» TASK: Retype all of the data below verbatim, keeping every line and character unchanged.

» INPUT ROWS:
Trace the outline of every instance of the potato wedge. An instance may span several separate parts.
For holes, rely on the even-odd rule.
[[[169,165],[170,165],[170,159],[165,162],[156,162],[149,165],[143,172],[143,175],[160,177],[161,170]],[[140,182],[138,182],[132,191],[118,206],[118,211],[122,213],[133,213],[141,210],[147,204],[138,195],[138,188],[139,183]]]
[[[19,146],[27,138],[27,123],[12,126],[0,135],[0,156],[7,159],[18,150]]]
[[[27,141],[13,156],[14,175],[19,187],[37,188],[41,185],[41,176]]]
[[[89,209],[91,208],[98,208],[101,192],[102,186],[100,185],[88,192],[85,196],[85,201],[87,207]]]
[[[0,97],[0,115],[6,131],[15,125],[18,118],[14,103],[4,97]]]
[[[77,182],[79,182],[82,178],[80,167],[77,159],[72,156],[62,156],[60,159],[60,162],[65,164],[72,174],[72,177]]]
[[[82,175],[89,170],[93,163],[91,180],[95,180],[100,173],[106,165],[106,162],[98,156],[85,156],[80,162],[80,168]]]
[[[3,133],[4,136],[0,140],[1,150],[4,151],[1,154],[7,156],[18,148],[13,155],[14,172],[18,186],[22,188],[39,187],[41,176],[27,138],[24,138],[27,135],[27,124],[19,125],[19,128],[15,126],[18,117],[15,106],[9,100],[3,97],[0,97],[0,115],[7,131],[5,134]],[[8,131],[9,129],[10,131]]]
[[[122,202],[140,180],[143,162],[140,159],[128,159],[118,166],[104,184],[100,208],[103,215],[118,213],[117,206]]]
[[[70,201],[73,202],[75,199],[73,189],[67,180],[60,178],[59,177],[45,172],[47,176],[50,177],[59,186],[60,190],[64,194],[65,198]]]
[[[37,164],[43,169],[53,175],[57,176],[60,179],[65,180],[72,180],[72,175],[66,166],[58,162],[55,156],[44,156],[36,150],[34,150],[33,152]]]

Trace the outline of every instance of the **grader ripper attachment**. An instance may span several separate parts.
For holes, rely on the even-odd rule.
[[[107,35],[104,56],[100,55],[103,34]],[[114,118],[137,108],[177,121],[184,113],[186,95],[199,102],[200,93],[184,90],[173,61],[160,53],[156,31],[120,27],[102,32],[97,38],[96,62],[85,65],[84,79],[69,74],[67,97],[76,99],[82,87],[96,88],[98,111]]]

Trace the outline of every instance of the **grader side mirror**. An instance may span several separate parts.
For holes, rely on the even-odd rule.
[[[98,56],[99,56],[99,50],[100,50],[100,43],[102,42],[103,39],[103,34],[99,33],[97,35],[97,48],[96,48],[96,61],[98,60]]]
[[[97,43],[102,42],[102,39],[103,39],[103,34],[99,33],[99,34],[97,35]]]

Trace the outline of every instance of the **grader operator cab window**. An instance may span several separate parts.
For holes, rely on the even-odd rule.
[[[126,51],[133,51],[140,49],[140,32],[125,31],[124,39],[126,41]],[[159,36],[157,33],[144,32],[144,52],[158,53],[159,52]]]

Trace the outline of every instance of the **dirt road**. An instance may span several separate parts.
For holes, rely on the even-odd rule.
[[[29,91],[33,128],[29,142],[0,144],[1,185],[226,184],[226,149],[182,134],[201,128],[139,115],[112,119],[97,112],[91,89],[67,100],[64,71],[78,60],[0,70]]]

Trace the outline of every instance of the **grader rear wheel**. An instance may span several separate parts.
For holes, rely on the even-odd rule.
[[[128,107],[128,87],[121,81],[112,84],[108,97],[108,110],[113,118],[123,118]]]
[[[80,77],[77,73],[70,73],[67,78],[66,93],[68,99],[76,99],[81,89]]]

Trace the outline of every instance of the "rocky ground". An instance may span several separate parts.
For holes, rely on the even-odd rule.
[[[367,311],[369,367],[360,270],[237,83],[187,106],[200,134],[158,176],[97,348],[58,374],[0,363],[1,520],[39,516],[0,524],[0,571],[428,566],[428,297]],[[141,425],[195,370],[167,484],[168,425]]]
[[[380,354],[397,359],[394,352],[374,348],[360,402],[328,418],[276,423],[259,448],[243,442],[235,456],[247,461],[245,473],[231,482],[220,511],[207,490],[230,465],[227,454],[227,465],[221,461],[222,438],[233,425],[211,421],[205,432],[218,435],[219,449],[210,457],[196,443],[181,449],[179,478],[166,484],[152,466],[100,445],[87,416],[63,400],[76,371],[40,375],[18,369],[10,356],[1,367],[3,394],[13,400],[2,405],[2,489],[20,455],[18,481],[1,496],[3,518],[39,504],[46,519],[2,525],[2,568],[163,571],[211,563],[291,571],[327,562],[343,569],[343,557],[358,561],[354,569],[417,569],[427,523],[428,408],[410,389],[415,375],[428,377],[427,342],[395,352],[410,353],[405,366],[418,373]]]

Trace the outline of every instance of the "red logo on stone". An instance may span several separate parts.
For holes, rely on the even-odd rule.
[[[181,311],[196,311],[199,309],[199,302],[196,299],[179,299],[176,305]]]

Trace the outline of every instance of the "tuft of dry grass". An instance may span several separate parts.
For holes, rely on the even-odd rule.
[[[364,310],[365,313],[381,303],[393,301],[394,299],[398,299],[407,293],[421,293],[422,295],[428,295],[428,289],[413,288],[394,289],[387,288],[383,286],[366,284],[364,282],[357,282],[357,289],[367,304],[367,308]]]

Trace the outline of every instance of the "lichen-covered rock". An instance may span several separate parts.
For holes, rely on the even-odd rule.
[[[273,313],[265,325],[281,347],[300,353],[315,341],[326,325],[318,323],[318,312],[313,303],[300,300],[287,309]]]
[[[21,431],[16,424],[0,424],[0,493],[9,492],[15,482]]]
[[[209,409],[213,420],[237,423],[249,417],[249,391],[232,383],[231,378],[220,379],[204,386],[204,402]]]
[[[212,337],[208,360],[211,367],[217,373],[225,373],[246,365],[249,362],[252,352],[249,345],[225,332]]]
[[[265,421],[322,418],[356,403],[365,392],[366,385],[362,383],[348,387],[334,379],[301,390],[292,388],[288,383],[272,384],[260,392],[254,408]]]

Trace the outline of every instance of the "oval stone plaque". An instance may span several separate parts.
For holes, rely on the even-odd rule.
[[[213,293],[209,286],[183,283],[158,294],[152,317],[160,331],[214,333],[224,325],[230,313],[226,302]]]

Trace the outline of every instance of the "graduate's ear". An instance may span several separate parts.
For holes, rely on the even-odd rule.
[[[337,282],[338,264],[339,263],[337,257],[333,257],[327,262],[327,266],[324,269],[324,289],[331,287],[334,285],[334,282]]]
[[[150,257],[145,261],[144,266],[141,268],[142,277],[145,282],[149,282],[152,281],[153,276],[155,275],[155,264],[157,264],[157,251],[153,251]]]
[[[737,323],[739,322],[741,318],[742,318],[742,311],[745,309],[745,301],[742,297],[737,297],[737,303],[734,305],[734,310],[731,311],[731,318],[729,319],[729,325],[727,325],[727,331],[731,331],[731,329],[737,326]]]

» ANSWER TO THE PROBLEM:
Trace the outline of every instance of the potato wedge. An instance may span several separate parts.
For holes, rely on the even-odd rule.
[[[169,165],[170,165],[170,159],[165,162],[156,162],[149,165],[143,172],[143,175],[160,177],[161,170]],[[140,182],[138,182],[132,191],[118,206],[118,211],[122,213],[133,213],[141,210],[147,204],[138,195],[138,188],[139,183]]]
[[[19,146],[27,138],[27,123],[12,126],[0,135],[0,156],[7,159],[18,150]]]
[[[27,141],[13,156],[14,175],[19,187],[37,188],[41,185],[41,176]]]
[[[89,209],[91,208],[98,208],[101,192],[102,186],[100,185],[88,192],[85,196],[85,201],[87,207]]]
[[[0,97],[0,115],[6,131],[15,125],[18,118],[14,103],[4,97]]]
[[[77,182],[79,182],[82,178],[80,167],[77,159],[72,156],[62,156],[60,159],[60,162],[65,164],[72,174],[72,177]]]
[[[82,175],[89,170],[93,163],[91,180],[95,180],[100,173],[106,165],[106,162],[98,156],[85,156],[80,162],[80,168]]]
[[[3,133],[4,136],[0,140],[1,150],[4,151],[1,154],[7,156],[18,148],[13,155],[14,172],[18,186],[22,188],[39,187],[41,176],[27,138],[24,138],[27,135],[27,124],[19,125],[19,128],[15,126],[18,117],[15,106],[9,100],[3,97],[0,97],[0,115],[7,131],[5,134]],[[8,131],[9,129],[10,131]]]
[[[122,202],[140,180],[143,162],[140,159],[128,159],[118,166],[104,184],[100,208],[103,215],[118,213],[117,206]]]
[[[70,201],[73,202],[75,199],[73,189],[67,180],[60,178],[59,177],[45,172],[47,176],[50,177],[59,186],[60,190],[64,194],[65,198]]]
[[[37,164],[43,169],[53,175],[57,176],[60,179],[65,180],[72,180],[72,175],[66,166],[58,162],[55,156],[44,156],[36,150],[34,150],[33,152]]]

Trace the outline of every instance of the **grader ripper attachment**. An instance may span several separate parts.
For holes, rely on the even-odd rule.
[[[107,35],[104,56],[100,55],[103,34]],[[114,118],[137,108],[177,121],[184,113],[186,95],[199,102],[200,93],[184,90],[173,61],[160,53],[156,31],[120,27],[102,32],[97,38],[96,62],[85,65],[84,79],[69,74],[67,97],[76,99],[82,87],[96,88],[98,111]]]

Trace the outline of every instance of the **grader side mirror**. An instance may span several separate parts.
For holes, rely on the even-odd rule.
[[[98,56],[99,56],[99,50],[100,50],[100,43],[102,42],[103,39],[103,34],[99,33],[97,35],[97,48],[96,48],[96,61],[98,60]]]
[[[97,43],[102,42],[102,39],[103,39],[103,34],[99,33],[99,34],[97,35]]]

Trace the outline of every instance of the **grader operator cab window**. An instance may span several separate parts.
For holes, rely on the even-odd rule.
[[[126,51],[133,51],[140,49],[140,32],[125,31],[124,39],[126,41]],[[159,36],[157,33],[144,32],[144,52],[158,53],[159,52]]]

Trace the outline of every instance of the **dirt road**. An instance may span several separate parts.
For holes, rely on the even-odd rule.
[[[29,91],[33,128],[29,142],[0,144],[1,185],[226,184],[226,149],[182,134],[201,128],[139,115],[112,119],[97,112],[91,89],[67,100],[64,71],[78,60],[0,70]]]

Trace the outline of every instance of the **grader rear wheel**. An instance may span several separate parts.
For holes, rely on the even-odd rule.
[[[128,107],[128,87],[121,81],[112,84],[108,97],[108,110],[113,118],[123,118]]]
[[[80,77],[77,73],[70,73],[67,78],[66,93],[68,99],[76,99],[81,89]]]

Trace the outline of every instance of the "rocky ground". An instance may span several separate parts.
For holes, rely on the even-odd rule.
[[[367,311],[369,367],[360,270],[237,83],[187,106],[200,134],[158,176],[97,348],[58,374],[0,363],[1,520],[39,516],[0,524],[0,571],[428,566],[428,297]],[[141,425],[195,370],[167,484],[168,425]]]
[[[380,354],[397,359],[394,352],[374,348],[360,402],[328,418],[276,423],[259,448],[243,442],[235,456],[247,461],[245,473],[231,482],[220,511],[207,490],[230,465],[227,454],[227,465],[221,461],[222,438],[233,425],[211,421],[205,432],[218,435],[219,449],[210,457],[196,443],[181,449],[179,478],[166,484],[152,466],[100,445],[87,416],[63,400],[76,371],[40,375],[18,369],[10,356],[1,367],[3,394],[13,400],[2,405],[2,489],[20,455],[18,481],[1,496],[3,518],[39,504],[46,519],[2,525],[2,568],[163,571],[211,563],[291,571],[327,562],[343,569],[343,557],[358,561],[354,569],[417,569],[427,523],[428,408],[410,389],[415,375],[428,377],[427,342],[395,352],[410,353],[405,366],[418,373]]]

Trace the outline of every instance of the "red logo on stone". An instance may span several separate parts.
For holes, rely on the even-odd rule.
[[[181,311],[196,311],[199,309],[199,302],[196,299],[179,299],[176,305]]]

Trace the outline of every instance of the "tuft of dry grass". An instance may span several separate parts.
For holes, rely on the even-odd rule.
[[[364,310],[365,313],[381,303],[393,301],[394,299],[398,299],[407,293],[421,293],[422,295],[428,295],[428,289],[413,288],[394,289],[387,288],[383,286],[366,284],[364,282],[357,282],[357,289],[367,304],[367,308]]]

Trace the outline of every instance of the "lichen-covered rock". An instance may span several separate parts.
For holes, rely on the even-odd rule.
[[[273,313],[265,325],[281,347],[300,353],[315,341],[326,325],[318,323],[318,312],[313,303],[300,300],[287,309]]]
[[[21,431],[16,424],[0,424],[0,493],[9,492],[15,482]]]
[[[209,409],[213,420],[237,423],[249,417],[249,391],[232,383],[231,378],[220,379],[204,386],[204,402]]]
[[[212,337],[208,360],[211,367],[217,373],[225,373],[246,365],[249,362],[252,352],[249,345],[225,332]]]
[[[265,421],[322,418],[356,403],[365,392],[366,385],[362,383],[348,387],[334,379],[301,390],[292,388],[288,383],[272,384],[260,392],[254,408]]]

Trace the outline of every instance of the "oval stone plaque". An instance may span several separate parts.
For holes, rely on the even-odd rule.
[[[213,293],[209,286],[183,283],[158,294],[152,317],[160,331],[214,333],[224,325],[230,313],[226,302]]]

Trace the outline of every instance of the "graduate's ear". An instance may span several separate parts.
For holes, rely on the even-odd rule.
[[[337,282],[338,264],[339,263],[337,257],[333,257],[327,262],[327,266],[324,269],[324,289],[331,287],[334,285],[334,282]]]
[[[150,257],[145,261],[144,266],[141,268],[142,277],[145,282],[149,282],[152,281],[153,276],[155,275],[155,264],[157,264],[157,251],[153,251]]]
[[[737,323],[739,322],[741,318],[742,318],[742,311],[745,309],[745,301],[742,297],[737,297],[737,303],[734,305],[734,310],[731,311],[731,318],[729,319],[729,325],[727,325],[727,331],[731,331],[731,329],[737,326]]]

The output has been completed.